[Data items]
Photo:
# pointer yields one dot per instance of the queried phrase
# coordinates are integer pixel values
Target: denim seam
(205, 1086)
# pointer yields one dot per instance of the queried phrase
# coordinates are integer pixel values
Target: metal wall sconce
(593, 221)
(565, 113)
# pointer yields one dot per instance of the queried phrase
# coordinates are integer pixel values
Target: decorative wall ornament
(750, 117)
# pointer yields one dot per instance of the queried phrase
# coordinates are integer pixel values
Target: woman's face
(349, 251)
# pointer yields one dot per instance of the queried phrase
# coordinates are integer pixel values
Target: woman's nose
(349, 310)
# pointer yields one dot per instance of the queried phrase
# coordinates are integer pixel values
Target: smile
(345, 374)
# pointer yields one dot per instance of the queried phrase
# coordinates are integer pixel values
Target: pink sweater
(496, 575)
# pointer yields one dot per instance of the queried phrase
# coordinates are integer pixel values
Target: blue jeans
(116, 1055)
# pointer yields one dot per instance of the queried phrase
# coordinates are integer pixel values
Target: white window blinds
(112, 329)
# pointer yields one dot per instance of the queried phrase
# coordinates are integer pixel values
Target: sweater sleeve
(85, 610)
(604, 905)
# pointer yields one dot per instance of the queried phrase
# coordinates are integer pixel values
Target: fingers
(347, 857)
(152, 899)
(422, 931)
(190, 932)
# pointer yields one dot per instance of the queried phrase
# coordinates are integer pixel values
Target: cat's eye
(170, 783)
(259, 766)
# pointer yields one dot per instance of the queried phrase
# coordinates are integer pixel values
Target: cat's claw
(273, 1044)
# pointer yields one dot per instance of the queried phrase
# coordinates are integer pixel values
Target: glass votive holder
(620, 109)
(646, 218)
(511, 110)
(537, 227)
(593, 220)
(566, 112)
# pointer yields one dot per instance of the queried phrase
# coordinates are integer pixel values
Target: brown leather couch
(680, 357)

- **What to produce**:
Copy every line above exactly.

- **Exercise response**:
Photo:
# pointer yields one dot per instance of the queried phrase
# coordinates are integer pixel values
Target: denim seam
(205, 1086)
# pointer yields one dot per instance of the queried phrase
# coordinates are integer pixel values
Target: metal wall sconce
(593, 221)
(565, 113)
# pointer yields one dot per instance of the queried phrase
# coordinates are integer pixel values
Target: decorative wall ornament
(750, 117)
# pointer yields one dot per instance of the queried phrase
# coordinates are integer pixel values
Target: woman's face
(349, 251)
# pointer yields one dot per instance of the queried phrase
# coordinates are integer pixel values
Target: woman's nose
(349, 310)
# pointer yields one dot per instance of the queried phrase
# coordinates are integer pixel values
Target: smile
(345, 374)
# pointer yields one dot per instance of the queried phrase
# coordinates are integer pixel values
Target: pink sweater
(496, 575)
# pointer yields one dot per instance of the queried phrase
# coordinates are integer pixel values
Target: blue jeans
(116, 1055)
# pointer yields one dot per instance of the queried phrase
# coordinates are integer pixel values
Target: white window blinds
(112, 329)
# pointer yields one dot per instance of the queried phrase
# coordinates are integer pixel values
Target: sweater sleeve
(85, 610)
(604, 905)
# pointer yields one dot per instance of the queried phrase
# coordinates are integer pixel values
Target: fingers
(347, 857)
(152, 899)
(422, 931)
(190, 932)
# pointer yields one dot per instance of the queried phrase
# coordinates are integer pixel values
Target: cat's eye
(170, 783)
(259, 766)
# pointer yields one dot per instance of the queried phrase
# coordinates are integer pixel values
Target: cat's claw
(273, 1044)
# pointer yields one dot per instance of the queried phrase
# coordinates are integer pixel values
Target: glass votive holder
(620, 109)
(646, 218)
(511, 110)
(537, 227)
(593, 220)
(566, 112)
# pointer yields one dot per instance of the queried phrase
# coordinates are integer pixel values
Target: brown leather couch
(680, 357)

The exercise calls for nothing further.